## TEXTO PARA LEITURA
Mas parece que isto foi totalmente esquecido, pois o Brasil é um país que o censo aponta como católico, cristão, mas a realidade que vemos no meio dessa pandemia, são de 117 milhões de brasileiros na miséria, passando fome.
A carta de Paulo é sobre a solidariedade, a caridade, a generosidade e a igualdade necessária para se enfrentar as aflições.
Então eu pergunto, o que aconteceu conosco? O que Paulo disse para a comunidade de Coríntio, nós precisamos dizer para as nossas comunidades, para os nossos governantes.
Por fim, vamos pensar sobre o Evangelho de Marcos (Mc 5, 21-43), que nos traz dois milagres de Jesus. O primeiro deles foi para uma mulher que há dozes anos sofria com uma hemorragia. Havia perdido tudo o que possuía, com remédios, médicos, mas nada a curou. No entanto, se conseguisse tocar a roupa de Jesus, este ato poderia curá-la. E assim aconteceu, a mulher sentiu que ao tocar Jesus, havia sido curada. Jesus sentiu que uma força tinha saído dele.
Naquele mesmo lugar estava o Chefe da Sinagoga que pedia a Jesus que fosse curar sua filha, até que chegaram alguns de sua casa anunciando que a menina havia morrido, mas Jesus disse: Não tenhas medo. Basta ter fé. E junto com Pedro, Tiago e João foi à Casa do chefe da Sinagoga, e no quarto da menina e disse: Talitá cum – Menina levanta-te. E a menina levantou e começou a andar.

## O QUE SE PEDE
Escreva a continuação da reflexão sobre a carta de Paulo e o Evangelho de Marcos, começando logo depois da frase final.

## Dados de localização de objetos por linguagem natural
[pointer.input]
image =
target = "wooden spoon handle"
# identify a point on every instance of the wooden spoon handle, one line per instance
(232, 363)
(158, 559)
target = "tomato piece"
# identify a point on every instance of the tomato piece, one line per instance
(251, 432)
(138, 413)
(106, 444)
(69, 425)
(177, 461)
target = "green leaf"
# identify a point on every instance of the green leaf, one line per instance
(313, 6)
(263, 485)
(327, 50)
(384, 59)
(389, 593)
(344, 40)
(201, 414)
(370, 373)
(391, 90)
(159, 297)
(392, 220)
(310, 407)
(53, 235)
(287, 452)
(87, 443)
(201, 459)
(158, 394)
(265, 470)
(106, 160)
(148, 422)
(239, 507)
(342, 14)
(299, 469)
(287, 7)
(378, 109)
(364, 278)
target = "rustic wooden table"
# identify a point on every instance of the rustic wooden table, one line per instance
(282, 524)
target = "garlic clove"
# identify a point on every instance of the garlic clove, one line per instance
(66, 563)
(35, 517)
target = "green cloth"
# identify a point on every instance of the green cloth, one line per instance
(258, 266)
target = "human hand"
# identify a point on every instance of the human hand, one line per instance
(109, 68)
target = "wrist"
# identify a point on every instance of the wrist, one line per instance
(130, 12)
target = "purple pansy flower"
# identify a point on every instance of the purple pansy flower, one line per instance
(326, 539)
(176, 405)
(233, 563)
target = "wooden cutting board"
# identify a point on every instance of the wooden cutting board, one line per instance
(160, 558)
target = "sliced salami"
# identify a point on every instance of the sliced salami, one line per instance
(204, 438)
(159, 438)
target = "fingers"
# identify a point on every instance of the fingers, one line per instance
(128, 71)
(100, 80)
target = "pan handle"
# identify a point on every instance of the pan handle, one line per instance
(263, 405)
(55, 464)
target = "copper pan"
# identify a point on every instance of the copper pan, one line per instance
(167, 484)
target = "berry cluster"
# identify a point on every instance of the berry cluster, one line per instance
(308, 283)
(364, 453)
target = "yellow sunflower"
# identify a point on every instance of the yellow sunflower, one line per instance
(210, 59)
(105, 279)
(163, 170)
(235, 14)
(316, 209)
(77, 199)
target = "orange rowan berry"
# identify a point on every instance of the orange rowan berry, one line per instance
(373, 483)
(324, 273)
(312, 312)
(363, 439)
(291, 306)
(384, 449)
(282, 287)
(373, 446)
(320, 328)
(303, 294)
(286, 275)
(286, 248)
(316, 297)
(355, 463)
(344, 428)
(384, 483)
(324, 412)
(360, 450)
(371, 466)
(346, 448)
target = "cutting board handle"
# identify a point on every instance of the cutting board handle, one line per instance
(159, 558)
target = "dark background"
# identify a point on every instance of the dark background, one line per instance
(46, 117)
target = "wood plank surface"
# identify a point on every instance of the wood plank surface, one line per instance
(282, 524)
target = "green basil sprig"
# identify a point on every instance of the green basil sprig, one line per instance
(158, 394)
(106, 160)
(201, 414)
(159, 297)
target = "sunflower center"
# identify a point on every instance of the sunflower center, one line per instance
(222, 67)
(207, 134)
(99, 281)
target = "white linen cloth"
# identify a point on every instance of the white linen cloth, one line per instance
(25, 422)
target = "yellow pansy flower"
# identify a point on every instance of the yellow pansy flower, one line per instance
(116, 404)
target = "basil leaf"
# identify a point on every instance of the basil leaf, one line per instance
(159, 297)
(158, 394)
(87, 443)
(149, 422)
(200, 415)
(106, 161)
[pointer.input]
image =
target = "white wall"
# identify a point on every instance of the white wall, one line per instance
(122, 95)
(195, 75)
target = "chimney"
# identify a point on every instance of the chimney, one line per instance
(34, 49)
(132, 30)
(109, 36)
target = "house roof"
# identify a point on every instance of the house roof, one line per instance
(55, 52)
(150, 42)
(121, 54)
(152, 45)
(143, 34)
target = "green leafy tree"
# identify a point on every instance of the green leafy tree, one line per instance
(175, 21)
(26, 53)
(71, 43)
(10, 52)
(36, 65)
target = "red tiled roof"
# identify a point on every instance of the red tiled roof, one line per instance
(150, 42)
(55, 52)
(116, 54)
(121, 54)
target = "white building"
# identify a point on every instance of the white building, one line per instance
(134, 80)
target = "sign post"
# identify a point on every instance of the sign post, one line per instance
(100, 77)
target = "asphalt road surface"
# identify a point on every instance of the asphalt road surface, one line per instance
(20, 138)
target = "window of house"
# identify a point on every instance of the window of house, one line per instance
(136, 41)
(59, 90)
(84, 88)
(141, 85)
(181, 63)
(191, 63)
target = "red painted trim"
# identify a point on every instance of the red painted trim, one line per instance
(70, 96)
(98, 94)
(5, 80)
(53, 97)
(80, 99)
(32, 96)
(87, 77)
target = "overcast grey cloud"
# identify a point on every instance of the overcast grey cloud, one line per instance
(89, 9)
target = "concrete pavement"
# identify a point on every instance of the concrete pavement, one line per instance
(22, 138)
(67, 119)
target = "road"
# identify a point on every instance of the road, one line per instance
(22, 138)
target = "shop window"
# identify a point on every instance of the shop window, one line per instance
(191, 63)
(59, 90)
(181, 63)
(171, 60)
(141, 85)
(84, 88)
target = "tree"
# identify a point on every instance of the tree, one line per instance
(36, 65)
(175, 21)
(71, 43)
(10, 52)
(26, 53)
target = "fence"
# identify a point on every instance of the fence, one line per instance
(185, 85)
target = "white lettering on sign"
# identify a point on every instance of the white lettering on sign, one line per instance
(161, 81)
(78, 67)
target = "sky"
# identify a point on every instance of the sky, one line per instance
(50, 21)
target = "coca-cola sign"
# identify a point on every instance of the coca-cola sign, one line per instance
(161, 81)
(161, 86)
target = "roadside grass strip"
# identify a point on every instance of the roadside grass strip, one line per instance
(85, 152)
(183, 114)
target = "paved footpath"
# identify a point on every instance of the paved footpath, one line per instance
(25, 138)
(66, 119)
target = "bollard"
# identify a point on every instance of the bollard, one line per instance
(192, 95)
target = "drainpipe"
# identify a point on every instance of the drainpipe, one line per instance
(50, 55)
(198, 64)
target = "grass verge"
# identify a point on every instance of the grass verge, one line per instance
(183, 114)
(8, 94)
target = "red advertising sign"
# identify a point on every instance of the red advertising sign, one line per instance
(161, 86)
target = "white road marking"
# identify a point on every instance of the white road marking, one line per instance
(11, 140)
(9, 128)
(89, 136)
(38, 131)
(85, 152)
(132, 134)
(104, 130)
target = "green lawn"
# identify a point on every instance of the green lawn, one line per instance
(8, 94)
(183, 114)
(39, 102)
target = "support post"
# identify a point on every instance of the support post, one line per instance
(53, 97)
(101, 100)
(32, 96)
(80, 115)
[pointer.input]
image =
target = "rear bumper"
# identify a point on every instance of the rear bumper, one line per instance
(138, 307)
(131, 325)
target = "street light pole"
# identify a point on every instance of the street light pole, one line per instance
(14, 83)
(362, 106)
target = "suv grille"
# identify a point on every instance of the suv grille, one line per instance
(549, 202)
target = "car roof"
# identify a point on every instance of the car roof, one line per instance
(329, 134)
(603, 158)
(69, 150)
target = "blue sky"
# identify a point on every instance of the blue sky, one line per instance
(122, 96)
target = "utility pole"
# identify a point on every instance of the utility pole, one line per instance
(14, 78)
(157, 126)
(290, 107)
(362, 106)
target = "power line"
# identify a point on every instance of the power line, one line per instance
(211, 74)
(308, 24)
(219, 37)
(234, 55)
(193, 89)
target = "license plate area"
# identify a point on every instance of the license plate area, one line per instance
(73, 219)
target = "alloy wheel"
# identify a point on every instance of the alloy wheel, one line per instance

## SOLUÇÃO DO PROBLEMA
Assim como hoje, na época de Jesus, algumas pessoas faziam milagres de curas físicas. Temos conhecimento de alguns, e não estou dizendo que não é importante. Mas, vamos olhar novamente para Jesus, e refletirmos que, a cura de Jesus era muito mais profunda do que uma cura física. Quando Marcos se refere aos milagres de Jesus, ele aponta para uma abertura e uma ordem diferente. Não é a nossa ordem.
Trata-se de uma ordem que tem a garantia do “Jesus ressuscitado”. E isso muda tudo. Abre as portas para um mundo futuro, que começa aqui e agora, mas que terá sua plenitude na vida eterna.
Jesus busca restaurar a liberdade da pessoa, e a sua paz. Restabelece a integridade, e a dignidade dos que lhe procuram, com a esperança de uma nova vida que não termina aqui.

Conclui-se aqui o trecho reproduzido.